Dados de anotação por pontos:
▬▬▬▬▬▬
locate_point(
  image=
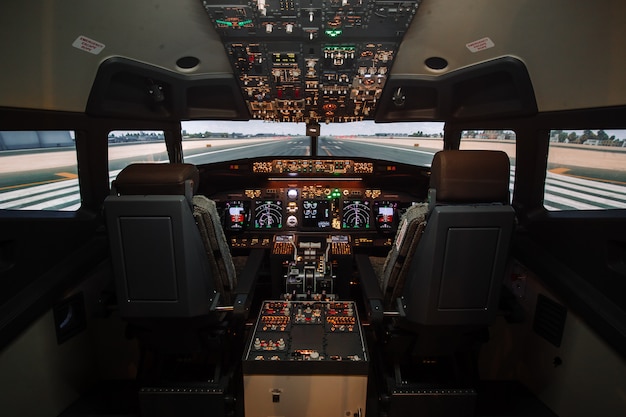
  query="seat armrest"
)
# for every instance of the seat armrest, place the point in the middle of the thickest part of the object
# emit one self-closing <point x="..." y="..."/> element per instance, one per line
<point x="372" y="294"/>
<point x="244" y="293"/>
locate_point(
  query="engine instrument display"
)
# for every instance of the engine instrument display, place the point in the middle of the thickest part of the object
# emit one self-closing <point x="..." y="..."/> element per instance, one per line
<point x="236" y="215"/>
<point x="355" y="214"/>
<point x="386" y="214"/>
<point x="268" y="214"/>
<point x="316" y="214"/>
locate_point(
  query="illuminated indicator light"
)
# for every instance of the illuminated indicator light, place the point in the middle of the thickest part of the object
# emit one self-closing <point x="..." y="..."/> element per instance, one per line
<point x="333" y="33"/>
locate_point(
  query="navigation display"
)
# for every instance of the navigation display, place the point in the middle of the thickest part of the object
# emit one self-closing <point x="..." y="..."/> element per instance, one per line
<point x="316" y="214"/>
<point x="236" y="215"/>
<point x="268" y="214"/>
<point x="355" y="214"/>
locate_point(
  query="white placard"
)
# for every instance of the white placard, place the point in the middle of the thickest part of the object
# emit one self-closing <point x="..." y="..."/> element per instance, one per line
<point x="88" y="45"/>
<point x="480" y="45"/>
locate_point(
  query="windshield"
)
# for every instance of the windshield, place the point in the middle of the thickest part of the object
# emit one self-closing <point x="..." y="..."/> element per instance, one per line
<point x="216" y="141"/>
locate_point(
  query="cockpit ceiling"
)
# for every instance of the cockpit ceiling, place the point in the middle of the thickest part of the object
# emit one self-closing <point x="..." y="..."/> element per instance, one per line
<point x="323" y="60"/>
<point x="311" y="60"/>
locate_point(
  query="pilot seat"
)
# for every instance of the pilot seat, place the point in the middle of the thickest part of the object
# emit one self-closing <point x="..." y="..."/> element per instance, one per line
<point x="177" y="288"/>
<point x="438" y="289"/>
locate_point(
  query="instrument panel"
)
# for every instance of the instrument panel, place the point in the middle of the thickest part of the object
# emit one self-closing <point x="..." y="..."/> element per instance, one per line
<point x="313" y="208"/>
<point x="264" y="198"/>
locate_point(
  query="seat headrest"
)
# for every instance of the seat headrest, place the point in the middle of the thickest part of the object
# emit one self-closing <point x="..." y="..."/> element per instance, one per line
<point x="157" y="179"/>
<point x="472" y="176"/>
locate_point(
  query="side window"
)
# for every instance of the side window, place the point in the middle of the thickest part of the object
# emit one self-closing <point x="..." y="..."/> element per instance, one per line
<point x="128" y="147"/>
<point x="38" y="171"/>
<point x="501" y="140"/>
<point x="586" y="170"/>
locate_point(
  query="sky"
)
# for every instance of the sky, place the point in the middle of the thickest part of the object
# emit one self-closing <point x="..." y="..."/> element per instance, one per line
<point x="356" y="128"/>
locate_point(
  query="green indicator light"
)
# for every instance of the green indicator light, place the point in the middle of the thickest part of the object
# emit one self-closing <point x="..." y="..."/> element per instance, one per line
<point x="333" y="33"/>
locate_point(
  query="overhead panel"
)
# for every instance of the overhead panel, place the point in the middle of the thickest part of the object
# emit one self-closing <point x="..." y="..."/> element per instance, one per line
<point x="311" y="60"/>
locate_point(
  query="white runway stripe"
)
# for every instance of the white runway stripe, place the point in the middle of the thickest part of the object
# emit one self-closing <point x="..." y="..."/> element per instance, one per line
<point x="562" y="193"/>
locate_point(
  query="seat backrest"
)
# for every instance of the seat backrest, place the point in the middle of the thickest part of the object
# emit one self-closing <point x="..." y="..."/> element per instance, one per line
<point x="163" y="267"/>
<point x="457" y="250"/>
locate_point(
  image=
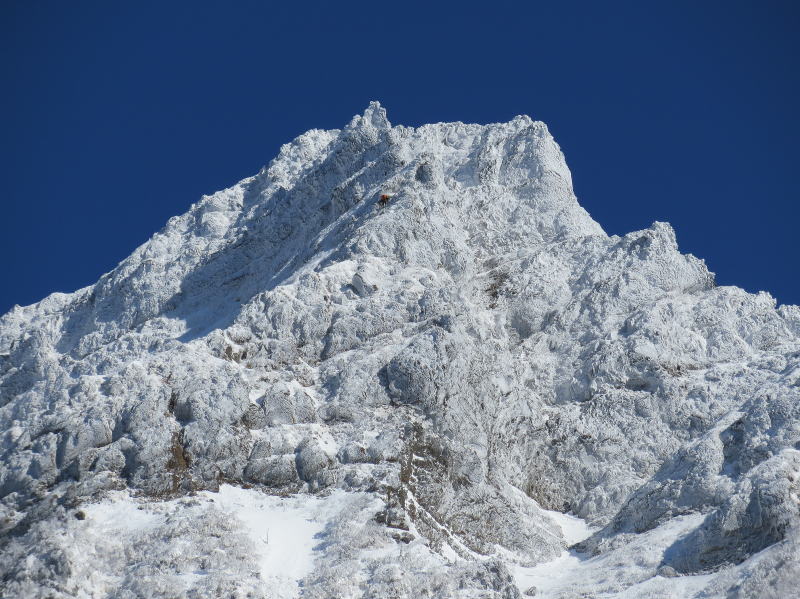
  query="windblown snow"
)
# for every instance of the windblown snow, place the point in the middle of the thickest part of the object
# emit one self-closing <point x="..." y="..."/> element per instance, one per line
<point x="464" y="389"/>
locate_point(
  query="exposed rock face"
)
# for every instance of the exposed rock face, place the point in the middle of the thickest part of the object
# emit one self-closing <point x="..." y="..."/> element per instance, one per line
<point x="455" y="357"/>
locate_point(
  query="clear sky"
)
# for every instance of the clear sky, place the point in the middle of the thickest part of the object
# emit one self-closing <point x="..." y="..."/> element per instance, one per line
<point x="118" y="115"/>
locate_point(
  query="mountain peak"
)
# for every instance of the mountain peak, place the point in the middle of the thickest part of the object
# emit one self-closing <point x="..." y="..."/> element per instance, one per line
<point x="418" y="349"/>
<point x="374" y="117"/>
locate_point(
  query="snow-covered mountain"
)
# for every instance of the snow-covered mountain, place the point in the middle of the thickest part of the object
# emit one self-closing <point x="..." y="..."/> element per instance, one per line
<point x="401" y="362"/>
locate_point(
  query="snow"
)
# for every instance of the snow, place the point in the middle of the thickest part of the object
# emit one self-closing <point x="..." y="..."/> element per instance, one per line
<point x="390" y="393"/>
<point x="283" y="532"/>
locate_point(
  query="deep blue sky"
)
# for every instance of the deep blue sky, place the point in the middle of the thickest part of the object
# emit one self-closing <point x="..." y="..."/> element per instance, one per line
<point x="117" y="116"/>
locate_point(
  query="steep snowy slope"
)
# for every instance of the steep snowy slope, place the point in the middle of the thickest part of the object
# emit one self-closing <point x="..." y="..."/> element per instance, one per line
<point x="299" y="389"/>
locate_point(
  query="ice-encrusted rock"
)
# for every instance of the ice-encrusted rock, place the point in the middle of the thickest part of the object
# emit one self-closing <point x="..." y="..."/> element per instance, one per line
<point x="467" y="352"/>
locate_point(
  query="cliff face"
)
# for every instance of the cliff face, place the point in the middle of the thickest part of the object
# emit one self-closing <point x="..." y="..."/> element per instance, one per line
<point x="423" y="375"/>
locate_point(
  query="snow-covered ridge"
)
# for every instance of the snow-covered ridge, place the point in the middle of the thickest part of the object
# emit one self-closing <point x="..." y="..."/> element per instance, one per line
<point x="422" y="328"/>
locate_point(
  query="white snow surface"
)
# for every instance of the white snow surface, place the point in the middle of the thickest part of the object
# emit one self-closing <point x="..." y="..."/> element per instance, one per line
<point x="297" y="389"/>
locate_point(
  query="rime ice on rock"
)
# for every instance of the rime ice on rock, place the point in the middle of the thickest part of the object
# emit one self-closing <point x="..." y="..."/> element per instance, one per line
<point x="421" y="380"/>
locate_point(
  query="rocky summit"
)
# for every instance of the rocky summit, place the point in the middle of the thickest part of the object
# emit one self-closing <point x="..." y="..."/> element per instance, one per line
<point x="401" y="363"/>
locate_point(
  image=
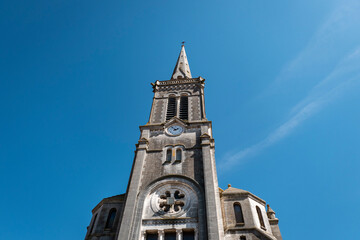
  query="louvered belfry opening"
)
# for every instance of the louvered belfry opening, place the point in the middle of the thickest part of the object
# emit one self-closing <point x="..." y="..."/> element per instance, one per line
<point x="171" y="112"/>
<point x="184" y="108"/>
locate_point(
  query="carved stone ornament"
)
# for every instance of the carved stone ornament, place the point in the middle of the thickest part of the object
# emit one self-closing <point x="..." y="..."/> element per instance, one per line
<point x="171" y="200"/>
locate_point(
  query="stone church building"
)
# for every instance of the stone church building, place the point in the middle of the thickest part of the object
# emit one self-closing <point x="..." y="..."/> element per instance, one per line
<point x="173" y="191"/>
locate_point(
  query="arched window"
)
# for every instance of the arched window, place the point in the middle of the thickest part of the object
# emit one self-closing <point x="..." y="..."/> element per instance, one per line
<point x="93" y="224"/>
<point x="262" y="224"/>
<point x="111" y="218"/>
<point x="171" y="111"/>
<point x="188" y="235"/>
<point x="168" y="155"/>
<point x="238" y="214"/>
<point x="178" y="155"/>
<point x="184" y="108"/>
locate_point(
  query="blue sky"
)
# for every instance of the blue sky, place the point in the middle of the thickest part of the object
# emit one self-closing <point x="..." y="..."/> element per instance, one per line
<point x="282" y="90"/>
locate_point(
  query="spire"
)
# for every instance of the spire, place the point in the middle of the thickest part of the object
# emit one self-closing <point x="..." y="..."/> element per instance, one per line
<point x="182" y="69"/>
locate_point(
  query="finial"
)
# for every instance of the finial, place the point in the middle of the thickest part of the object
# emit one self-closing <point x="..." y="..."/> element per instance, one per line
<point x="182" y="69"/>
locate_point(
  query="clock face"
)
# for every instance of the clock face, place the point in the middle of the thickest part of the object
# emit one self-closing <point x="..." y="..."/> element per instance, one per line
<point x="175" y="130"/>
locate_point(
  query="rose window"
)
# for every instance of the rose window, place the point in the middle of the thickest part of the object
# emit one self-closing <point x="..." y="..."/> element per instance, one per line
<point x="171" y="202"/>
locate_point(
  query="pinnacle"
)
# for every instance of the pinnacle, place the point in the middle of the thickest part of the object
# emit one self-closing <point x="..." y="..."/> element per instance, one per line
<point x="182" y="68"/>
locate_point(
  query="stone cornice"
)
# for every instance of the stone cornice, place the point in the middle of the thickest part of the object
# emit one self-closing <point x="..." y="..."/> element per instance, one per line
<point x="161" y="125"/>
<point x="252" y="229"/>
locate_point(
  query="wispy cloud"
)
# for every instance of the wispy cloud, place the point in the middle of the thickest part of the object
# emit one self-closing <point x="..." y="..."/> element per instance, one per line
▬▬▬▬▬▬
▶ **Descrição do exercício**: Recolha dos dados acima todas as linhas que contêm a palavra "cloud", diferenciando maiúsculas de minúsculas.

▶ **Resultado final**:
  query="wispy cloud"
# for every instance of the wispy cloud, place the point in the middle of the thickest part of the object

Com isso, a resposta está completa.